• _STATED TASK_:
Identify the line that contains "Pin the vineyard" in the material. Output it and every line after it, unchanged, through the end.
# start of TASK INPUTS
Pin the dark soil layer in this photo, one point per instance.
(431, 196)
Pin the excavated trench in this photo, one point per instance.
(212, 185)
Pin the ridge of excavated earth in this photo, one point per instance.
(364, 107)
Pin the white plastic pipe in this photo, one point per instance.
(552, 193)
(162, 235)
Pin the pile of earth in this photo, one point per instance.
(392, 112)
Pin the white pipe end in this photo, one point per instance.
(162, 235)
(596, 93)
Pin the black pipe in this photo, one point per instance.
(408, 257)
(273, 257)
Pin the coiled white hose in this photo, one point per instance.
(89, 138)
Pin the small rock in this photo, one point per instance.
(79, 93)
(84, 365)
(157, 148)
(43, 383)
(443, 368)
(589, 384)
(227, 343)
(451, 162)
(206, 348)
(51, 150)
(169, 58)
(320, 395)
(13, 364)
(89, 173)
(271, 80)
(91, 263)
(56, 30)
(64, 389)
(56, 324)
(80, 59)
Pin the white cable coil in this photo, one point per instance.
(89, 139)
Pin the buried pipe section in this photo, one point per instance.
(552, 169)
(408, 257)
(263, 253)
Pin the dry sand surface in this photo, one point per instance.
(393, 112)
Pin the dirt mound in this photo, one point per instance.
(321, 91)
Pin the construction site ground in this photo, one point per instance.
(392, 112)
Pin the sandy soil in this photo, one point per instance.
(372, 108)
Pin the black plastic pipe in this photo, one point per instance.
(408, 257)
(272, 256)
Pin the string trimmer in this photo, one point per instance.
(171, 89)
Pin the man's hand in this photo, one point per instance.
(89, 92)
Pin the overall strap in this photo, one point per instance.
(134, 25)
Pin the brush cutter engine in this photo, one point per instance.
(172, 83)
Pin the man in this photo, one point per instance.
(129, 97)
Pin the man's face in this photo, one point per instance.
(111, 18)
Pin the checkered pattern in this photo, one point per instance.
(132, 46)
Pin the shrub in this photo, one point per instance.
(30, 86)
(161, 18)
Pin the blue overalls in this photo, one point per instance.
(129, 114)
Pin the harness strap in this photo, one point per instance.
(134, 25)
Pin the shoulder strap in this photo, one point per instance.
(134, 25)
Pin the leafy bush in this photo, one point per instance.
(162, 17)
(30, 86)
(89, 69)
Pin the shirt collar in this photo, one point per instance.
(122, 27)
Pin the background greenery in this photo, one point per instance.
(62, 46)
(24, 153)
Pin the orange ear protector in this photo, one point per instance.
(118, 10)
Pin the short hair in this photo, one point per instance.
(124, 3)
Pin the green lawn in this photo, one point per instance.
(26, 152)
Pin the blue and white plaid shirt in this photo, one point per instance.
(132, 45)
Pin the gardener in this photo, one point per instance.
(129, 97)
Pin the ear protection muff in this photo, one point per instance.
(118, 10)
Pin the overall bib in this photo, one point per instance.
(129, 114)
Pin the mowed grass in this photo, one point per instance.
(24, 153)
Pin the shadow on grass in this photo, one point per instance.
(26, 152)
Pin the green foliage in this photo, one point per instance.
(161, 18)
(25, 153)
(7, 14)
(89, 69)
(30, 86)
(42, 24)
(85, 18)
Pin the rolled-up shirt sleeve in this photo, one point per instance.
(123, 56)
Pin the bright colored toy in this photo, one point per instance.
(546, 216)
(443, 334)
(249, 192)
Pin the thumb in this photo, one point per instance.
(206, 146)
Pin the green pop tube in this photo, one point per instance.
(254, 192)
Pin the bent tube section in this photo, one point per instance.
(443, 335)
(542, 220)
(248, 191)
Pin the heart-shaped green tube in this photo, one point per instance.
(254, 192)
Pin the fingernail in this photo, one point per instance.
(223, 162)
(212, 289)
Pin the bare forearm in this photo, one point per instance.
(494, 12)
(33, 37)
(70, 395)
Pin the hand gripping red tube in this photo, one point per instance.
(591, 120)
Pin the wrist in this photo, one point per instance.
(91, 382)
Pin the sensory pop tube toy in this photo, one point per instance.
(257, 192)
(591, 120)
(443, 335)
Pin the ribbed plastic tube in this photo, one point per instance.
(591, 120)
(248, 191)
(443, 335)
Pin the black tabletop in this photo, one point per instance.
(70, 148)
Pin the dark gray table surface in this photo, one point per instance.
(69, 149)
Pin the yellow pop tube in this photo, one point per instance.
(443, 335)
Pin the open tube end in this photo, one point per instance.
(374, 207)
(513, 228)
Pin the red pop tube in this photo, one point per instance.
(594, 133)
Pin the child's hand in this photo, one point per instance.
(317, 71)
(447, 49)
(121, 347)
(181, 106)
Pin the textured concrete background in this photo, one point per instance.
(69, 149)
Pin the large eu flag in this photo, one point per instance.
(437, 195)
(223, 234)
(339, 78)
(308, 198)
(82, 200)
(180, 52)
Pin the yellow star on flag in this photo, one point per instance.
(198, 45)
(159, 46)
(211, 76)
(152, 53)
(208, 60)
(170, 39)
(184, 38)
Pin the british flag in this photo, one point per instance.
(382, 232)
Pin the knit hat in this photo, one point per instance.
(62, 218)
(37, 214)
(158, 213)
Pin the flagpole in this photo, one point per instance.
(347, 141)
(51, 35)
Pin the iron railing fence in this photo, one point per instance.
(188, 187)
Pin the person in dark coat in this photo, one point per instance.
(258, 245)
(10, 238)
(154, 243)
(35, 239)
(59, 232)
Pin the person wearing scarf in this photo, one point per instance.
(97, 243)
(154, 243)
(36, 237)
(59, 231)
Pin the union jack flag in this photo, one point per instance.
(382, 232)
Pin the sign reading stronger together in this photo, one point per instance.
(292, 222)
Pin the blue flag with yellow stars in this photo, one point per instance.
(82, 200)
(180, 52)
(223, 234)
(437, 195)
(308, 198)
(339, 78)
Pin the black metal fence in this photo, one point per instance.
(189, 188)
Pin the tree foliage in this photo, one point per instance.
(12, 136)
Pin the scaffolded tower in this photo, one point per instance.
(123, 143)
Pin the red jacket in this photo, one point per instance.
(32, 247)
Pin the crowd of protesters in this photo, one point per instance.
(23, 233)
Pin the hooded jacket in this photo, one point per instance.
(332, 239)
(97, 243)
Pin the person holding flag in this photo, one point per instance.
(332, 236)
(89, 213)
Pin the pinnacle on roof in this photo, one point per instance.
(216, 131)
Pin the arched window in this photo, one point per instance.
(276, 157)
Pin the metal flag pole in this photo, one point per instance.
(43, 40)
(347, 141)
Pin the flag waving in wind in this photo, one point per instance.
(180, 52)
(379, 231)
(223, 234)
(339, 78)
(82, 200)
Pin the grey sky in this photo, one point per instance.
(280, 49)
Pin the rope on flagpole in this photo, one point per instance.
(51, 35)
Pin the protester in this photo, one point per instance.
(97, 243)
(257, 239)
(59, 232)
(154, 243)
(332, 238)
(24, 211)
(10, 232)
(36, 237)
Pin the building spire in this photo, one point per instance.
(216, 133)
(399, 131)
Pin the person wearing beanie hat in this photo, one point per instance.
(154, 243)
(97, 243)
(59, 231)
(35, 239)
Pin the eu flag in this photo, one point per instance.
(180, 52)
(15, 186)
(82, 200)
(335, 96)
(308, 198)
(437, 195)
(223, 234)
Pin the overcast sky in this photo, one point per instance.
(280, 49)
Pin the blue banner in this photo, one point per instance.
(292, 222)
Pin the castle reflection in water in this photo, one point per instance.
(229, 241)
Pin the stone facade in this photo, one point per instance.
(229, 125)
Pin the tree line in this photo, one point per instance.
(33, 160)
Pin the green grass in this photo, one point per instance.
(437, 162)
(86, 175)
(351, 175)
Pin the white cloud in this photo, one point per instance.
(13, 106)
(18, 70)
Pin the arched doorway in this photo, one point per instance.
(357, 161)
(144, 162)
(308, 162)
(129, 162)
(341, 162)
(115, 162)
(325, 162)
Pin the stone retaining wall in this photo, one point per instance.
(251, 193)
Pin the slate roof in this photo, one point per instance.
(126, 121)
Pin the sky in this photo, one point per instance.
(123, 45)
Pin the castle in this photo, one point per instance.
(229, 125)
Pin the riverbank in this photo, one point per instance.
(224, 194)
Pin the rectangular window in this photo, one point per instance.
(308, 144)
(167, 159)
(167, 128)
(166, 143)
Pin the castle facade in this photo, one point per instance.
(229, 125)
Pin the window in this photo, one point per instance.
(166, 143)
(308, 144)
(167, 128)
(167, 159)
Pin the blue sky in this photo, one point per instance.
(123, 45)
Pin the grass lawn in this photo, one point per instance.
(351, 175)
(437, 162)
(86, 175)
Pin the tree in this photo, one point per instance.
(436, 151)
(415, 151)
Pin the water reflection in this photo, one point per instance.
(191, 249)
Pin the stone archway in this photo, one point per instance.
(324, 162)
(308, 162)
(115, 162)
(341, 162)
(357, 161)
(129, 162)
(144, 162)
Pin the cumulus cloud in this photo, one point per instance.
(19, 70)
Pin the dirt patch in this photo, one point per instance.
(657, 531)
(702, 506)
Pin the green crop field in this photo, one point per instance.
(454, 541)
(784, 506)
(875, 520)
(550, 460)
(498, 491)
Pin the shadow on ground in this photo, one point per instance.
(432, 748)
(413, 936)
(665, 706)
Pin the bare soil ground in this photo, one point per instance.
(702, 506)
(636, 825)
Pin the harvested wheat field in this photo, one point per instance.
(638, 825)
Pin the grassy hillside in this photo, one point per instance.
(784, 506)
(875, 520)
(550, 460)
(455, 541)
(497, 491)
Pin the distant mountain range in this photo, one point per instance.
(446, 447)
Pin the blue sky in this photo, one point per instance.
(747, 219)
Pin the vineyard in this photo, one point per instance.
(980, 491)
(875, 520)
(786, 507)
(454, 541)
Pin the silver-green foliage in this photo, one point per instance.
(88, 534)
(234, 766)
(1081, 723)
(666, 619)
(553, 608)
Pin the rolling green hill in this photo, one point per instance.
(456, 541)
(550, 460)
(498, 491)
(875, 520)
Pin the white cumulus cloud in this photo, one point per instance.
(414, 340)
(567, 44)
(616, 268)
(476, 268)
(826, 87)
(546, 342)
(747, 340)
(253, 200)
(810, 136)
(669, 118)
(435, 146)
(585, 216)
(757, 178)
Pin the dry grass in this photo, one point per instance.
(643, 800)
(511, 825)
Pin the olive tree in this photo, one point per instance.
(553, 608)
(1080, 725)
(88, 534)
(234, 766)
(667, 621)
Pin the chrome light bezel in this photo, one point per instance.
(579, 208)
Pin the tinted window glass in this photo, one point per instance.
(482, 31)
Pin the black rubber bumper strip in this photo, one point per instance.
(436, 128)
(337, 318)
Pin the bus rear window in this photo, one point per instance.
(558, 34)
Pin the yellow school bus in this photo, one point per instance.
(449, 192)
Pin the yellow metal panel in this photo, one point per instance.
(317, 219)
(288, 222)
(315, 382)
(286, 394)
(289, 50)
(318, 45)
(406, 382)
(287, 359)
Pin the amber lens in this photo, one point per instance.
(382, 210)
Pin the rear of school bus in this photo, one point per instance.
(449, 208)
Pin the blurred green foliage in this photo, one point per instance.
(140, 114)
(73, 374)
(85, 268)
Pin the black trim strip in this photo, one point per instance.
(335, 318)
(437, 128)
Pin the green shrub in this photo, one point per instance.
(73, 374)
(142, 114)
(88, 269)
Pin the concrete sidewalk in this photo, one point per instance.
# end of TASK INPUTS
• _FINISHED ANSWER_:
Pin the vineyard in this photo, one point per instance.
(980, 491)
(875, 520)
(786, 507)
(454, 541)
Pin the silver-green foliage in this photo, one point per instance.
(88, 534)
(234, 766)
(1081, 723)
(666, 619)
(553, 608)
Pin the rolling green hill in this photo, one point per instance.
(456, 541)
(550, 460)
(498, 491)
(875, 520)
Pin the white cumulus cloud in this photo, one point per instance.
(414, 340)
(567, 44)
(616, 268)
(476, 268)
(826, 87)
(546, 342)
(747, 340)
(253, 200)
(810, 136)
(669, 118)
(435, 146)
(585, 216)
(757, 178)
Pin the dry grass in this photo, one point per instance.
(643, 800)
(511, 825)
Pin the olive tree in this photo, one point per instance.
(553, 608)
(1080, 725)
(88, 534)
(234, 766)
(667, 621)
Pin the chrome light bezel in this photo, one point per instance.
(579, 208)
Pin the tinted window glass in this photo, one point per instance.
(482, 31)
Pin the black rubber bumper strip in this photo, one point per instance.
(436, 128)
(337, 318)
Pin the bus rear window in this photo, one point per instance.
(558, 34)
Pin the yellow school bus in this photo, one point per instance.
(449, 192)
Pin the yellow metal panel in this photo, one point per instance.
(317, 219)
(288, 222)
(315, 382)
(286, 394)
(289, 50)
(318, 45)
(406, 382)
(287, 359)
Pin the amber lens in this photo, one point per instance.
(382, 210)
Pin the rear of school bus in this photo, one point per instance.
(449, 208)
Pin the blurred green foliage in this photo, one point per instance.
(140, 114)
(73, 374)
(85, 268)
Pin the black trim strip in this photo, one point per instance.
(335, 318)
(437, 128)
Pin the green shrub in this photo, one point per instance.
(73, 374)
(142, 114)
(88, 269)
Pin the concrete sidewalk in this photo, one point per instance.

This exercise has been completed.